─── THE INPUT ───

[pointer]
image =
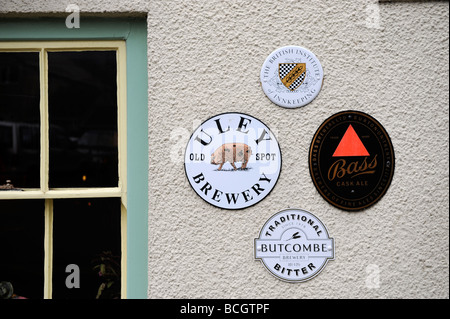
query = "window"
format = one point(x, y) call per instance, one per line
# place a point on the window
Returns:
point(64, 114)
point(77, 165)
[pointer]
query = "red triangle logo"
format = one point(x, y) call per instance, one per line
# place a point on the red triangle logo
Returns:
point(350, 145)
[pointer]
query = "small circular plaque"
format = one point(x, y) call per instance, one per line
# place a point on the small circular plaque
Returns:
point(291, 76)
point(351, 160)
point(294, 245)
point(232, 161)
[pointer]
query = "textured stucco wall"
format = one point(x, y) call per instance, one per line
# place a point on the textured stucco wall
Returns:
point(389, 60)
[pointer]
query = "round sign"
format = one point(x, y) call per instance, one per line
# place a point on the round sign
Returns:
point(351, 160)
point(232, 161)
point(291, 76)
point(294, 245)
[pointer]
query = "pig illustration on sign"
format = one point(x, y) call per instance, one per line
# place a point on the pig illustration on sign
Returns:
point(231, 153)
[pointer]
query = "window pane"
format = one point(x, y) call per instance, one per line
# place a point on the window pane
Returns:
point(22, 246)
point(19, 119)
point(84, 231)
point(83, 119)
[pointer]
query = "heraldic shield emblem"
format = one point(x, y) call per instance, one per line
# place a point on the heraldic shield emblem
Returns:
point(292, 75)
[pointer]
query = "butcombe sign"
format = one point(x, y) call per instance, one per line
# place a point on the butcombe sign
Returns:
point(351, 160)
point(294, 245)
point(291, 76)
point(232, 161)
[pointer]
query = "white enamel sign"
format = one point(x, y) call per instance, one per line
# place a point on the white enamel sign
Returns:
point(294, 245)
point(232, 161)
point(291, 76)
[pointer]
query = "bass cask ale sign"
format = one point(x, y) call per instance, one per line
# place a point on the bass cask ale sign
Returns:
point(291, 76)
point(294, 245)
point(232, 161)
point(351, 160)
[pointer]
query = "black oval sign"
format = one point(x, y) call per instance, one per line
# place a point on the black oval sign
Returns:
point(351, 160)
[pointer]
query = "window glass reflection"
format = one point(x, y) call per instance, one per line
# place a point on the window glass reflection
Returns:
point(22, 247)
point(19, 119)
point(86, 233)
point(83, 119)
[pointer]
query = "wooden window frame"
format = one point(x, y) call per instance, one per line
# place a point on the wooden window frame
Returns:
point(50, 194)
point(133, 32)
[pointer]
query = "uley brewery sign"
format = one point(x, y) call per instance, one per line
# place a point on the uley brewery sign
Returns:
point(294, 245)
point(232, 161)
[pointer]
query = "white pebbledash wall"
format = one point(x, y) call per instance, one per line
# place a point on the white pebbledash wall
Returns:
point(387, 59)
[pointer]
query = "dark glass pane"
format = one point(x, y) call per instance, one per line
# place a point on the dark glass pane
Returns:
point(83, 119)
point(84, 230)
point(22, 246)
point(19, 119)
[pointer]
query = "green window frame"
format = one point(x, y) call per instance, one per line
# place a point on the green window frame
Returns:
point(134, 32)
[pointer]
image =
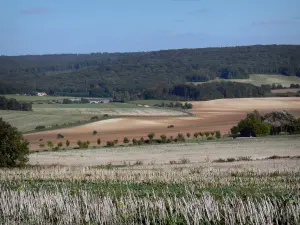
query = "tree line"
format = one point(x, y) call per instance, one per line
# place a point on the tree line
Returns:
point(126, 75)
point(13, 104)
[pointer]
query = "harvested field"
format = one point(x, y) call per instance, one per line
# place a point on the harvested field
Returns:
point(260, 79)
point(256, 148)
point(286, 90)
point(219, 114)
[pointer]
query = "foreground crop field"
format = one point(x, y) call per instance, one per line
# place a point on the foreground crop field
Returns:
point(219, 114)
point(259, 79)
point(263, 191)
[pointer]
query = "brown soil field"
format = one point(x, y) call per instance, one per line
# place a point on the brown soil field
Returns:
point(212, 115)
point(287, 90)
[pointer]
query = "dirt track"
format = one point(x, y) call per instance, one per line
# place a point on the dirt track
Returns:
point(210, 115)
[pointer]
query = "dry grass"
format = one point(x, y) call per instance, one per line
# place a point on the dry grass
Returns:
point(256, 148)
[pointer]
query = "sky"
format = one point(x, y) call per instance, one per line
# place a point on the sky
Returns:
point(77, 26)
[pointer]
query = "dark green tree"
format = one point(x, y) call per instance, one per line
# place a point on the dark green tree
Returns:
point(14, 149)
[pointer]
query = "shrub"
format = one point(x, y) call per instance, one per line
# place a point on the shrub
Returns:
point(126, 140)
point(59, 136)
point(151, 135)
point(50, 144)
point(67, 143)
point(40, 127)
point(134, 141)
point(110, 143)
point(163, 138)
point(99, 141)
point(60, 144)
point(196, 135)
point(218, 134)
point(14, 149)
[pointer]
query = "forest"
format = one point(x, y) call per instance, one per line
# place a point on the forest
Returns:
point(133, 75)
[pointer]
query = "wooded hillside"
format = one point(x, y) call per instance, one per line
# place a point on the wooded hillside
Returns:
point(129, 74)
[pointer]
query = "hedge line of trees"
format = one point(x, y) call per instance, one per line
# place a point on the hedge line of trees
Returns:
point(206, 91)
point(13, 104)
point(125, 75)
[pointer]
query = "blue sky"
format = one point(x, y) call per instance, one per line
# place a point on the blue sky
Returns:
point(76, 26)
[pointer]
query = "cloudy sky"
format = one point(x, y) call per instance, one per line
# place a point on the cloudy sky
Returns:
point(77, 26)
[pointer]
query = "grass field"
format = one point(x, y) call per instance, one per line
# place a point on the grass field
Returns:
point(259, 79)
point(141, 186)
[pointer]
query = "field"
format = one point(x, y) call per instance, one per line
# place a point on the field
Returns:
point(165, 184)
point(259, 79)
point(286, 90)
point(209, 116)
point(51, 115)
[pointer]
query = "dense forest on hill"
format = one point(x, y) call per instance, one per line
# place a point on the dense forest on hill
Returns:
point(133, 75)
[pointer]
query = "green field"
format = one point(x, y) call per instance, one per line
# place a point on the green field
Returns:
point(259, 79)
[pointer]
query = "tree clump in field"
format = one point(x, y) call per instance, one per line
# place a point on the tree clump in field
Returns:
point(253, 125)
point(281, 121)
point(13, 104)
point(14, 149)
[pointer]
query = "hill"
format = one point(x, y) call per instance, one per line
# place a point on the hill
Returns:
point(260, 79)
point(127, 75)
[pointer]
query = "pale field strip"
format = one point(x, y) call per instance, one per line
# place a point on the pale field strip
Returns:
point(116, 111)
point(202, 173)
point(256, 148)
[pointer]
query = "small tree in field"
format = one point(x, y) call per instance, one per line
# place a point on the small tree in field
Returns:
point(206, 134)
point(99, 141)
point(42, 145)
point(196, 135)
point(14, 149)
point(218, 134)
point(151, 136)
point(134, 141)
point(163, 138)
point(201, 134)
point(126, 140)
point(50, 144)
point(59, 145)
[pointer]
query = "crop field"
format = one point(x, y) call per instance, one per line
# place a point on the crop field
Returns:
point(213, 115)
point(165, 184)
point(259, 79)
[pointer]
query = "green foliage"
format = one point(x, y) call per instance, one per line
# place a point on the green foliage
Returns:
point(252, 125)
point(67, 143)
point(112, 74)
point(14, 149)
point(50, 144)
point(60, 136)
point(13, 104)
point(218, 134)
point(151, 135)
point(125, 140)
point(99, 141)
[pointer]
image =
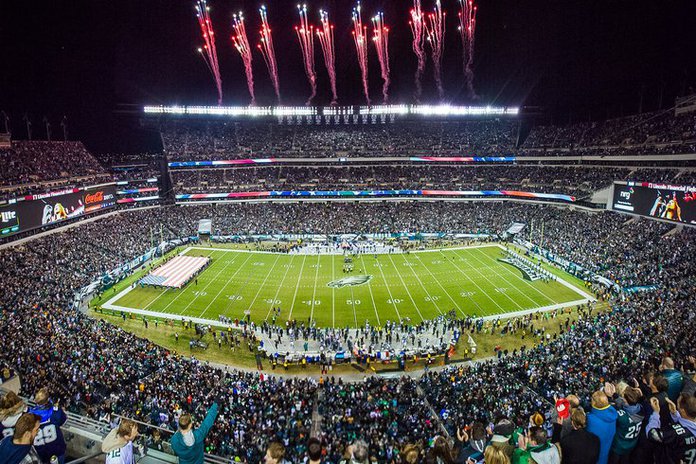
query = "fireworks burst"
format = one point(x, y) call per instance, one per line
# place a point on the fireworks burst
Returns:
point(326, 37)
point(208, 51)
point(241, 43)
point(435, 27)
point(381, 38)
point(360, 39)
point(467, 30)
point(417, 25)
point(305, 34)
point(268, 51)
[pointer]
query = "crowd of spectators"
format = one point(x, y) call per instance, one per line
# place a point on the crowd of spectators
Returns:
point(648, 133)
point(99, 369)
point(578, 181)
point(228, 140)
point(663, 129)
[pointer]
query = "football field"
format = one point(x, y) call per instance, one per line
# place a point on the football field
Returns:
point(418, 285)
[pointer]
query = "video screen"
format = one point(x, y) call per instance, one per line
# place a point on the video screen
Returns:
point(675, 203)
point(42, 210)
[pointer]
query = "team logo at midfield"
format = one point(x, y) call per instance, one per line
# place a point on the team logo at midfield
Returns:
point(351, 281)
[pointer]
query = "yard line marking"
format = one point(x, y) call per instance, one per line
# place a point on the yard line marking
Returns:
point(422, 286)
point(407, 291)
point(443, 288)
point(263, 283)
point(289, 265)
point(369, 287)
point(314, 293)
point(182, 291)
point(391, 297)
point(352, 301)
point(515, 274)
point(168, 288)
point(299, 277)
point(333, 293)
point(494, 286)
point(225, 286)
point(476, 285)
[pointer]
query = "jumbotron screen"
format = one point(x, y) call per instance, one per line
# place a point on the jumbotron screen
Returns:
point(35, 211)
point(675, 203)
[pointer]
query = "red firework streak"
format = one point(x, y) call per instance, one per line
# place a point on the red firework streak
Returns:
point(241, 43)
point(305, 34)
point(435, 27)
point(326, 36)
point(380, 37)
point(208, 51)
point(417, 26)
point(268, 51)
point(467, 30)
point(360, 39)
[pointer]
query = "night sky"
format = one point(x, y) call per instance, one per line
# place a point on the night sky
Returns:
point(572, 59)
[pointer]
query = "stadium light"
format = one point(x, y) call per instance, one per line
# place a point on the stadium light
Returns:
point(380, 110)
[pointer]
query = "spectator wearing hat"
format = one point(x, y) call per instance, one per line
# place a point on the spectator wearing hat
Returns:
point(579, 446)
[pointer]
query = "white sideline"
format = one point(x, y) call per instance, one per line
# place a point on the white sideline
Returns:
point(110, 303)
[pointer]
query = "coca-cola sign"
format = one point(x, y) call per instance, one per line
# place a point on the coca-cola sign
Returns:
point(96, 197)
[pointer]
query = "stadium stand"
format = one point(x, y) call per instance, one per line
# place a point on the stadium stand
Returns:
point(100, 370)
point(615, 360)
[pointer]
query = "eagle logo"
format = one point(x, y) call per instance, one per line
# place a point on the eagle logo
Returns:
point(351, 281)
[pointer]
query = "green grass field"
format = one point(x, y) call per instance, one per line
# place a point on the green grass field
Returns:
point(419, 285)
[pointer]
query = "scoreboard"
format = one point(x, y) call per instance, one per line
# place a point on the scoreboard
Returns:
point(34, 211)
point(675, 203)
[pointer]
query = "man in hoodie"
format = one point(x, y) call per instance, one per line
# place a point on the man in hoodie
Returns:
point(472, 443)
point(675, 378)
point(19, 448)
point(189, 444)
point(49, 442)
point(601, 421)
point(11, 409)
point(628, 425)
point(676, 441)
point(503, 436)
point(118, 444)
point(579, 446)
point(535, 448)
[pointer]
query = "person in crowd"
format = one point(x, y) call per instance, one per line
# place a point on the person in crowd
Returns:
point(494, 455)
point(472, 442)
point(629, 422)
point(676, 440)
point(411, 454)
point(49, 442)
point(19, 448)
point(579, 446)
point(357, 453)
point(118, 444)
point(535, 447)
point(601, 422)
point(314, 451)
point(674, 377)
point(11, 409)
point(189, 444)
point(275, 454)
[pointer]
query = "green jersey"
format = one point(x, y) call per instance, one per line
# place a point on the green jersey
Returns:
point(627, 431)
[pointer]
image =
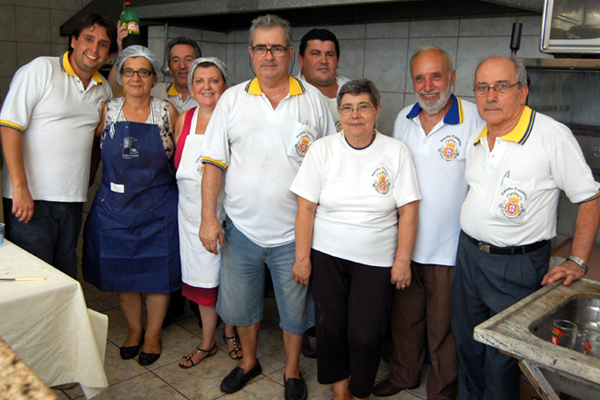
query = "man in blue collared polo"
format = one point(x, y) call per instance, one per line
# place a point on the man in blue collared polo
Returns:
point(516, 170)
point(436, 130)
point(47, 127)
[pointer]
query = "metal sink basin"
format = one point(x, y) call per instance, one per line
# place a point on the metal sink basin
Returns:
point(524, 329)
point(584, 311)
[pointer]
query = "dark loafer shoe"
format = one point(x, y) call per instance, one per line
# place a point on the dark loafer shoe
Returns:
point(236, 379)
point(295, 389)
point(127, 353)
point(386, 388)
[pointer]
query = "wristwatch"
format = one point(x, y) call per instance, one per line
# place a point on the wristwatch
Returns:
point(579, 262)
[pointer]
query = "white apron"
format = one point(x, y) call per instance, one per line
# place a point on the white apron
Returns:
point(199, 268)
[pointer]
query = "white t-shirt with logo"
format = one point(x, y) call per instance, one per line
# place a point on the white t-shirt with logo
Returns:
point(440, 162)
point(514, 189)
point(358, 192)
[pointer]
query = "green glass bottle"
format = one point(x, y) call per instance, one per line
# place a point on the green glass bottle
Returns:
point(130, 18)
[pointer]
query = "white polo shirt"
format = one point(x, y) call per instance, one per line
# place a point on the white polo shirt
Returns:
point(57, 117)
point(440, 162)
point(262, 149)
point(358, 192)
point(167, 91)
point(340, 80)
point(514, 189)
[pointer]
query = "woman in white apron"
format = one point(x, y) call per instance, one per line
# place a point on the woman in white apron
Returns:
point(207, 80)
point(131, 243)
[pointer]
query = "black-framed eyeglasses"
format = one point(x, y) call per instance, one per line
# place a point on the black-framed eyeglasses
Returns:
point(501, 88)
point(142, 72)
point(362, 109)
point(277, 50)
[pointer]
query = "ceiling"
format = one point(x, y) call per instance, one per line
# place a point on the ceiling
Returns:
point(230, 15)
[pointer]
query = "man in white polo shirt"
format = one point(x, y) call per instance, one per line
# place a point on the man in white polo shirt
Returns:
point(319, 57)
point(47, 128)
point(436, 129)
point(516, 170)
point(182, 52)
point(260, 131)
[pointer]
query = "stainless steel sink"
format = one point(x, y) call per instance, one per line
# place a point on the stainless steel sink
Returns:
point(584, 311)
point(524, 329)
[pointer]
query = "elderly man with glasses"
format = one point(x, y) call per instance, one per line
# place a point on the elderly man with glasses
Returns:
point(516, 168)
point(259, 133)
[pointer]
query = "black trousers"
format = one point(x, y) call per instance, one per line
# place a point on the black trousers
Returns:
point(351, 313)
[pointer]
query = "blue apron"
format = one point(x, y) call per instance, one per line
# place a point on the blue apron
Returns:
point(131, 241)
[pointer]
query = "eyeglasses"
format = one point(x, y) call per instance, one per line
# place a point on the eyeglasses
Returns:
point(361, 108)
point(277, 50)
point(142, 72)
point(501, 88)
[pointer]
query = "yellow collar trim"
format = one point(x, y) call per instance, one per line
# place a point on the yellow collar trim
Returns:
point(172, 90)
point(66, 64)
point(296, 87)
point(520, 133)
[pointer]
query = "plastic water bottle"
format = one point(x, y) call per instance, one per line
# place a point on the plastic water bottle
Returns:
point(130, 18)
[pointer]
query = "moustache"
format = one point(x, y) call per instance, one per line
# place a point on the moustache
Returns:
point(434, 91)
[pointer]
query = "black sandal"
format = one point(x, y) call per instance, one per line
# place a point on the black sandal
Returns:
point(189, 357)
point(236, 348)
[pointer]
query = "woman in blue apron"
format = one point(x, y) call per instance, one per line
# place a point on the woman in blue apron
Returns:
point(131, 243)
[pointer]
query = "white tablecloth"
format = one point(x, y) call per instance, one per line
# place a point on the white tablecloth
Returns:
point(48, 323)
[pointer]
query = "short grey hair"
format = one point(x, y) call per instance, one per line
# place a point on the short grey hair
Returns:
point(516, 61)
point(443, 52)
point(359, 86)
point(206, 62)
point(271, 21)
point(136, 51)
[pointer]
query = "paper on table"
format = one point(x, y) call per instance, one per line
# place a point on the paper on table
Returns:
point(31, 278)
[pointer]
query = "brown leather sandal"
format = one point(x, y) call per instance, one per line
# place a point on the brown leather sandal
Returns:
point(189, 357)
point(236, 349)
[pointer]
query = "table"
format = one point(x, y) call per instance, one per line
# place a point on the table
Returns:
point(48, 324)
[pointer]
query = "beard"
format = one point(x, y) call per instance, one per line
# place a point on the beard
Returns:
point(433, 107)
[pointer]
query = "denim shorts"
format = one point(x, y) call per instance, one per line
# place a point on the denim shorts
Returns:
point(242, 284)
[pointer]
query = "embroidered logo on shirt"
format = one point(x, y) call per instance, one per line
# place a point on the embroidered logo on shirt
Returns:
point(449, 150)
point(128, 151)
point(382, 183)
point(200, 165)
point(512, 204)
point(303, 142)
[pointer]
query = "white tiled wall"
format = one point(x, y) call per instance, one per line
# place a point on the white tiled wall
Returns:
point(378, 51)
point(381, 51)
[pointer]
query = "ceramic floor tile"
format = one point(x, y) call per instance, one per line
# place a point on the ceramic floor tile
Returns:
point(100, 301)
point(60, 394)
point(270, 350)
point(201, 382)
point(143, 387)
point(260, 388)
point(165, 380)
point(176, 342)
point(117, 369)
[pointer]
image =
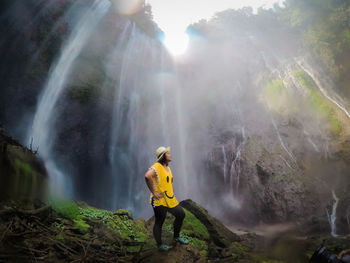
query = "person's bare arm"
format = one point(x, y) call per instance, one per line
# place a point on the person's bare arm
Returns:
point(149, 181)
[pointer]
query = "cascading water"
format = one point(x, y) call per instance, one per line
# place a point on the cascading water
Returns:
point(333, 216)
point(225, 161)
point(42, 132)
point(281, 141)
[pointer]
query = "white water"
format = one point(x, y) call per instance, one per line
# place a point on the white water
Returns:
point(281, 141)
point(347, 217)
point(333, 216)
point(311, 141)
point(42, 131)
point(225, 162)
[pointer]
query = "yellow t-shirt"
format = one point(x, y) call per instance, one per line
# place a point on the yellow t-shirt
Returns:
point(163, 183)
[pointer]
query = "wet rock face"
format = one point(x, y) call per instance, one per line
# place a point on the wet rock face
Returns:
point(22, 175)
point(220, 235)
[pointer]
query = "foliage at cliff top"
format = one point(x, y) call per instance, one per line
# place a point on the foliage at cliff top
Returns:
point(318, 102)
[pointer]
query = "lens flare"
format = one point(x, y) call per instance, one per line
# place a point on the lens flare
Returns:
point(127, 7)
point(176, 43)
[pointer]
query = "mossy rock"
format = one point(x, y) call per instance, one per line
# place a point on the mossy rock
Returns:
point(123, 212)
point(22, 175)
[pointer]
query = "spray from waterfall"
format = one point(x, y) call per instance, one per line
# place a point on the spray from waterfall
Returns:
point(42, 131)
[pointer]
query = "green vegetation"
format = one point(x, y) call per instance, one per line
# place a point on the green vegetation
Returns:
point(324, 25)
point(119, 222)
point(192, 229)
point(318, 102)
point(276, 95)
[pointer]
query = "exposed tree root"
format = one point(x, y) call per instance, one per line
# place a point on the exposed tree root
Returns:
point(41, 235)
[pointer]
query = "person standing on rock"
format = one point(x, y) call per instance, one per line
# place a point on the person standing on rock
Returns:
point(159, 180)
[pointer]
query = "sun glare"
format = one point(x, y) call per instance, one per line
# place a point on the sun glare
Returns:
point(176, 43)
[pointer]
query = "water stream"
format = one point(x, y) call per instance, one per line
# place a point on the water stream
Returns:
point(42, 132)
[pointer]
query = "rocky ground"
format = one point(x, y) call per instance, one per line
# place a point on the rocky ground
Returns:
point(36, 227)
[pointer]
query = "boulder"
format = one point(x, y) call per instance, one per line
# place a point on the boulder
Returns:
point(219, 234)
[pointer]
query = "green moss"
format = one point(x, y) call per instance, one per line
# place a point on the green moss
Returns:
point(193, 227)
point(276, 95)
point(239, 247)
point(24, 168)
point(318, 102)
point(122, 225)
point(198, 243)
point(60, 236)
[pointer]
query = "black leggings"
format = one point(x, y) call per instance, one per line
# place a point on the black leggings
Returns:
point(160, 214)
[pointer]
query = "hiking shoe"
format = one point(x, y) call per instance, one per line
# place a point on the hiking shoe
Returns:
point(181, 240)
point(164, 247)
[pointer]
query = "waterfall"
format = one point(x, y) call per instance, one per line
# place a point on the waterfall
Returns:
point(310, 141)
point(281, 141)
point(42, 131)
point(347, 217)
point(333, 216)
point(225, 161)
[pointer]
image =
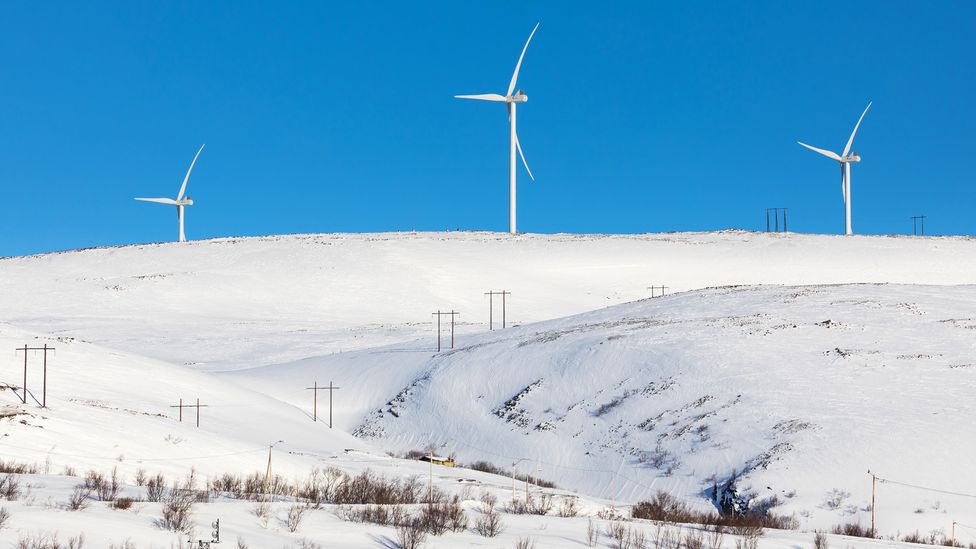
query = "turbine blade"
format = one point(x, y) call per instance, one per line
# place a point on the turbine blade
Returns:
point(518, 145)
point(187, 178)
point(828, 154)
point(850, 141)
point(511, 86)
point(169, 201)
point(482, 97)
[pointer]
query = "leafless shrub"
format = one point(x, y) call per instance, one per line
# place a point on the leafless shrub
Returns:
point(638, 539)
point(411, 534)
point(9, 487)
point(694, 539)
point(295, 515)
point(155, 487)
point(610, 513)
point(489, 524)
point(80, 498)
point(487, 467)
point(592, 535)
point(121, 504)
point(820, 541)
point(664, 507)
point(434, 518)
point(488, 501)
point(568, 507)
point(854, 529)
point(715, 536)
point(49, 541)
point(518, 507)
point(746, 543)
point(107, 489)
point(177, 510)
point(262, 510)
point(541, 505)
point(668, 538)
point(457, 520)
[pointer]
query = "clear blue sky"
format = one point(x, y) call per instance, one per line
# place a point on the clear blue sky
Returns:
point(339, 116)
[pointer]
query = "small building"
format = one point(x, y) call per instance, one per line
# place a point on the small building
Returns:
point(438, 460)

───

▶ _ACTIVITY_
Using the material above, report each line where "dirt" occurs.

▶ _ANSWER BOX_
query = "dirt track"
# place a point on the dirt track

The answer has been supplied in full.